#### DATA:
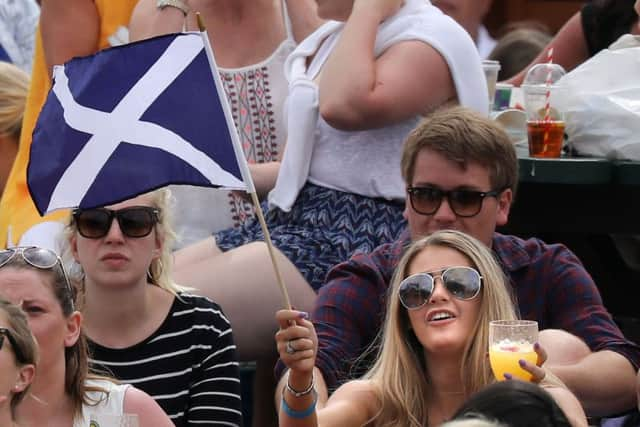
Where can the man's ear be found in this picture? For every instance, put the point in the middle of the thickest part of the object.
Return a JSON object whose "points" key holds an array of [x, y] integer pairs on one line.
{"points": [[504, 206], [74, 323]]}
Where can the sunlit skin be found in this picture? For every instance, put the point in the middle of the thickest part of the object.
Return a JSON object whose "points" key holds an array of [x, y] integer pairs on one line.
{"points": [[116, 260], [442, 338], [433, 169]]}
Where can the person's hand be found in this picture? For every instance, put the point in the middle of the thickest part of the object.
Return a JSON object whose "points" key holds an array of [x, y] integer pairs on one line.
{"points": [[537, 371], [296, 341], [386, 8]]}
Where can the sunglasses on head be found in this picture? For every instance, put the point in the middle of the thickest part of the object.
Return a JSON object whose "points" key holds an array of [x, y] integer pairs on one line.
{"points": [[42, 258], [464, 203], [4, 332], [461, 282], [135, 221]]}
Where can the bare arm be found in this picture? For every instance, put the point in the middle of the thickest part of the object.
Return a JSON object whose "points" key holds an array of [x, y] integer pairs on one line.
{"points": [[569, 48], [604, 382], [150, 414], [148, 21], [69, 28], [410, 78], [569, 405]]}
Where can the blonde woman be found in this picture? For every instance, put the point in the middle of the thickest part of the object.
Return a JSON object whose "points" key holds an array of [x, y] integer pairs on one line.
{"points": [[141, 326], [65, 393], [14, 84], [18, 358], [433, 353]]}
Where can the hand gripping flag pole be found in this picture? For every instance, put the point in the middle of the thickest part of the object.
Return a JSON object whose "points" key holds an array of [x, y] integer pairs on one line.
{"points": [[242, 161]]}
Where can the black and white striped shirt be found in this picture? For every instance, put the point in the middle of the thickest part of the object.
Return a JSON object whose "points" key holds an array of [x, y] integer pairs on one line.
{"points": [[188, 365]]}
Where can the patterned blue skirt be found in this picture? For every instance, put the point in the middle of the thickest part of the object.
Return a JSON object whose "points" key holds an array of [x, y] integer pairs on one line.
{"points": [[325, 227]]}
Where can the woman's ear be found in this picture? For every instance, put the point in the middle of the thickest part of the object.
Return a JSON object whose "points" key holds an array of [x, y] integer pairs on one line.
{"points": [[74, 323], [25, 377]]}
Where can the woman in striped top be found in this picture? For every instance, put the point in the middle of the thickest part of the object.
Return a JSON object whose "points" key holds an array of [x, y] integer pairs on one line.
{"points": [[142, 328]]}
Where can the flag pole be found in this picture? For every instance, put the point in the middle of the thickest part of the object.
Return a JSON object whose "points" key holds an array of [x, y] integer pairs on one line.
{"points": [[242, 161]]}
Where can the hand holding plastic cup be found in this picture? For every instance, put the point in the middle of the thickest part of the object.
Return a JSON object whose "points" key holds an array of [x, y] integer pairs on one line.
{"points": [[509, 342], [543, 94], [491, 69]]}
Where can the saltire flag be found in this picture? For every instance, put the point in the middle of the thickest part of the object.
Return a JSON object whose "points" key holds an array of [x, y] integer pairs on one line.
{"points": [[130, 119], [4, 56]]}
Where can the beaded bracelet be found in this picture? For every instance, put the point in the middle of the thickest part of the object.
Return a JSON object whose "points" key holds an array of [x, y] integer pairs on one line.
{"points": [[304, 392], [292, 413]]}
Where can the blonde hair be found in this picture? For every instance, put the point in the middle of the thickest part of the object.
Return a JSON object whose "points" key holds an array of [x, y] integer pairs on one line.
{"points": [[25, 342], [476, 421], [400, 374], [14, 85], [159, 271]]}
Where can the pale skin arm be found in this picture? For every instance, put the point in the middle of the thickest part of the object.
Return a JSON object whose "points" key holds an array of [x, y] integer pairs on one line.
{"points": [[353, 404], [569, 49], [408, 79], [150, 414], [69, 28]]}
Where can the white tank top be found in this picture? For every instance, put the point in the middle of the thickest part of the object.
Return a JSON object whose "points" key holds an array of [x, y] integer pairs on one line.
{"points": [[111, 404], [256, 95]]}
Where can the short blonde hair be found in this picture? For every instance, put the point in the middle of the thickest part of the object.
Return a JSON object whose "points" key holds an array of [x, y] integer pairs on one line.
{"points": [[159, 271], [14, 86]]}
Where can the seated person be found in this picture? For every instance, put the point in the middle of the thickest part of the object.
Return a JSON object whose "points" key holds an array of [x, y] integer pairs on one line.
{"points": [[515, 403], [65, 392], [598, 24], [338, 190], [461, 172], [517, 48], [433, 344], [141, 327], [470, 14], [18, 359]]}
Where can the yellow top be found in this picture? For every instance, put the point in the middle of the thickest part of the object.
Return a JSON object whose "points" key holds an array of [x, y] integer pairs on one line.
{"points": [[17, 211]]}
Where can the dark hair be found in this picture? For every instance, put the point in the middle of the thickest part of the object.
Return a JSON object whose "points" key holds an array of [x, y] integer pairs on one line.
{"points": [[76, 356], [515, 403], [463, 136], [517, 48], [24, 342]]}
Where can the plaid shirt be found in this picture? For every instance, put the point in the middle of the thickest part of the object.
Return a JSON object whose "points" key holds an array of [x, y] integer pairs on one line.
{"points": [[550, 284]]}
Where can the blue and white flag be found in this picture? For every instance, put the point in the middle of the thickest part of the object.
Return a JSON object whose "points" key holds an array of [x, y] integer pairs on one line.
{"points": [[128, 120]]}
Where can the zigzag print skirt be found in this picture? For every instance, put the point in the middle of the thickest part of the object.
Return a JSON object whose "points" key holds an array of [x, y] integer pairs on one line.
{"points": [[324, 228]]}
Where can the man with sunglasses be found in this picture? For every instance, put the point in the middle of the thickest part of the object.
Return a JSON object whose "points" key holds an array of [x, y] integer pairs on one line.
{"points": [[461, 173]]}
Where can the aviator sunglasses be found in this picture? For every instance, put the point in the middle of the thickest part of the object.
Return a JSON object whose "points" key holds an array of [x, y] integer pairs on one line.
{"points": [[42, 258], [4, 332], [461, 282], [135, 221], [464, 203]]}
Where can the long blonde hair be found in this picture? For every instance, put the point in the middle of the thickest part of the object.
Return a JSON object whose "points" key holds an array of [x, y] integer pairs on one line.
{"points": [[159, 271], [400, 374], [14, 85]]}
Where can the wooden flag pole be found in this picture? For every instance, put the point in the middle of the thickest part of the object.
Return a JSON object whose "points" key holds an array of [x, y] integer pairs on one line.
{"points": [[242, 161]]}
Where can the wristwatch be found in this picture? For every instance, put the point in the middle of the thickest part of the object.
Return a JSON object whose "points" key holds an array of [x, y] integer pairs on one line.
{"points": [[178, 4]]}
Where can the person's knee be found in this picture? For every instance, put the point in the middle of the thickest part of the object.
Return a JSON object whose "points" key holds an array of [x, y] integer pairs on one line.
{"points": [[562, 347]]}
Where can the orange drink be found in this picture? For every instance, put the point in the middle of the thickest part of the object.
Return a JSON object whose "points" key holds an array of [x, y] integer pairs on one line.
{"points": [[505, 357], [545, 138]]}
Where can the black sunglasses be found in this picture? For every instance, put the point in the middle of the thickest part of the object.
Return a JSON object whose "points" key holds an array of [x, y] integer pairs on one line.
{"points": [[135, 221], [4, 332], [42, 258], [462, 282], [464, 203]]}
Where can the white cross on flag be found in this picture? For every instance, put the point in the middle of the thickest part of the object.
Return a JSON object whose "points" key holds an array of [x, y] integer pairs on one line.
{"points": [[131, 119]]}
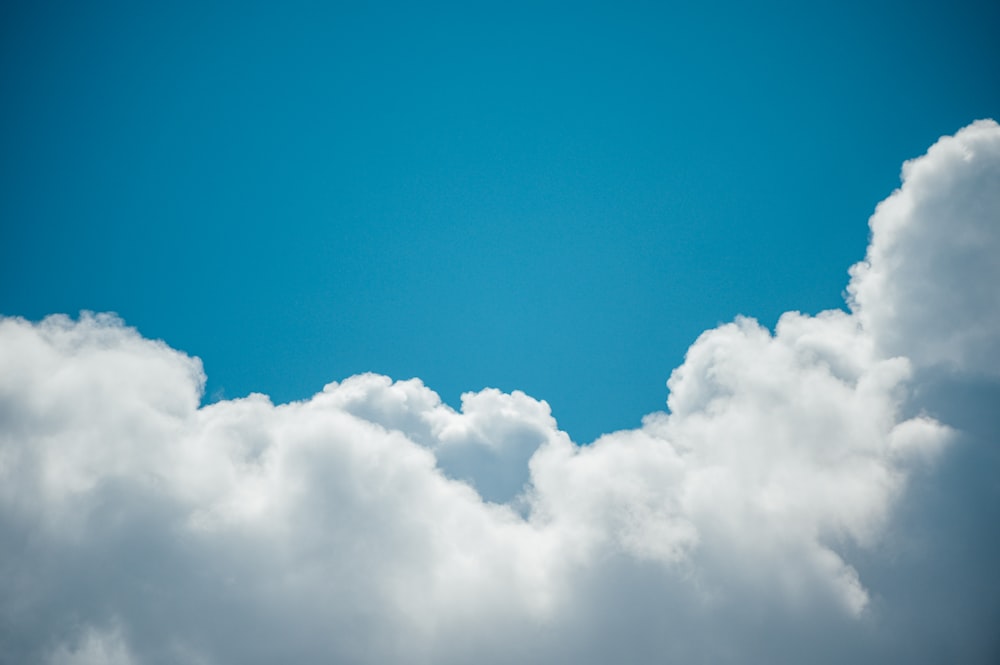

#### WHAT YOU ARE ASKED TO DO:
Collect every line of the material that contains the word "skirt", keeping them in their original order.

#### SOLUTION FOR THIS EXERCISE:
Where can the patterned blue skirt be found in this picture? For every instance, put the point in the middle of the thickest part of the object.
Where can the zigzag print skirt be found in this picture? For every instance, put the point in the middle of the thickest part of the object.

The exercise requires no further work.